- Textabschnitt
___

Bild nicht mehr verfügbar.

Wenn Lehrer in der Schule brüllen, werden sie nicht unbedingt besser gehört.

Foto: Getty Images

Vorschnell einen "Kulturkampf" im Klassenzimmer auszurufen hält Georg Cavallar nicht für sinnvoll. Im Gastkommentar erklärt der Lehrer an einem Wiener Gymnasium, welche Maßnahmen es braucht, damit "Lehrkräfte wieder (mehr) das tun können, wofür wir ausgebildet wurden, nämlich unterrichten".

Der jüngste Vorfall im Zusammenhang mit schweren Konflikten zwischen Schülern und einem Lehrer an der HTL Ottakring ist in vielen Fragen noch ungeklärt. Deshalb empfiehlt es sich, auf eine Beteiligung an der Hysterie in den sozialen Medien und der Boulevardpresse zu verzichten. Das Ergebnis ist jedenfalls offensichtlich: In dieser Klasse ist bei diesem Lehrer wenig Unterricht möglich gewesen.

Bequemes Narrativ

Immerhin gibt es eine gute Nachricht: Ein bequemes Narrativ geht wohl zu Ende. Es lautete so: Wenn es Probleme gibt, sind die Lehrkräfte schuld, denn die Schülerinnen und Schüler sind jung und können daher nur Opfer sein. Dazu kam die Beschönigung der Realität: "Es ist eh fast alles in Ordnung, unsere Lehrer leisten wunderbare Arbeit, nur vereinzelt gibt es Probleme."

Dieses Narrativ hat Susanne Wiesinger in "Kulturkampf im Klassenzimmer" schon letztes Jahr infrage gestellt. In diesem Buch geht es nämlich nicht nur um "den Islam", sondern auch und vor allem um den Zustand an vielen Schulen im Allgemeinen. Da gehören Beschimpfungen und körperliche Attacken zum Alltag. Die Lehrkräfte werden meistens alleingelassen. Supportpersonal gibt es kaum. Die Schulpsychologin (sofern vorhanden) spendet vielleicht Trost und meint etwa über Beschimpfungen: "Das ist Teil der Jugendsprache. Das dürft ihr nicht überbewerten. Die meinen das nicht so."

Unangenehme Wahrheiten

Wer das Buch genau gelesen hat, sollte also nicht überrascht sein. Nun, wenn das Narrativ wegfällt, ist alles viel komplizierter geworden: Wer ist Opfer, wer ist Täter? Welche Verantwortung tragen die Kollegen an der Schule, welche die Direktion? Sind Parteien gleichzeitig Opfer und Täter?

Pauschale Urteile sind hier wenig hilfreich. Jeder einzelne Fall sollte genau angesehen und differenziert beurteilt werden. Ich vermute aber, dass ein wichtiger Faktor war, dass der betroffene Lehrer als Quereinsteiger an die Schule wechselte. Diese Quereinsteiger haben offensichtlich eine mangelhafte pädagogische Ausbildung. Supervision wäre für neue Lehrkräfte insgesamt, speziell aber für Quereinsteiger essenziell.

___

- Auszuführende Aufgaben
A: Welches Buch hat laut dem Gastkommentar über Konflikte an Schulen das bequeme Narrativ schon im vergangenen Jahr infrage gestellt, und wer hat es verfasst?
B: Führe den Gastkommentar über Konflikte an Schulen nach dessen letztem Satz weiter.
Die anschließenden Daten sind eigenständiges Material und stehen in keinem Zusammenhang mit dem Gastkommentar.

- Ausgangsmaterial
___

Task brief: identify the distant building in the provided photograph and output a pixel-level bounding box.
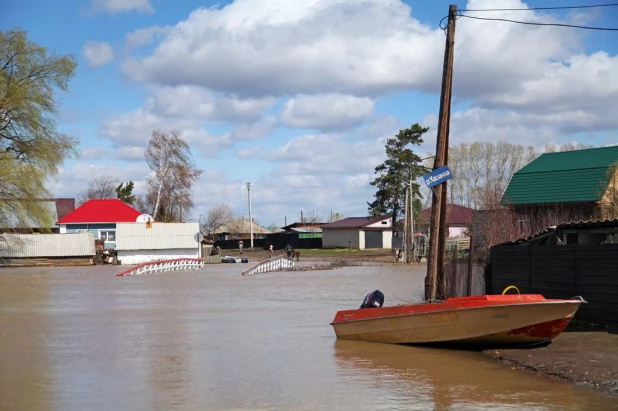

___

- Erwartete Ausgaben
A: Das Buch „Kulturkampf im Klassenzimmer“ von Susanne Wiesinger.

B:
Einzelkämpfer und "Wanderpokale"

Noch immer haben wir ein Schulsystem, in dem die Lehrkraft auf sich gestellt als Einzelkämpfer versucht, "im Klassenzimmer zu überleben". Die psychische Belastung ist für viele dann einfach zu groß. Vielleicht sollten wir uns auch mit mehr Ehrlichkeit einer unangenehmen Tatsache stellen: Nicht alles lässt sich mit Supervision und Fortbildung "ausbügeln", manche Lehrkräfte sind für den Beruf einfach nicht geeignet, etwa jene, die sich – wie es im Schuljargon so schön heißt – als extrem "beratungsresistent" erweisen und als "Wanderpokale" von Schule zu Schule gereicht werden.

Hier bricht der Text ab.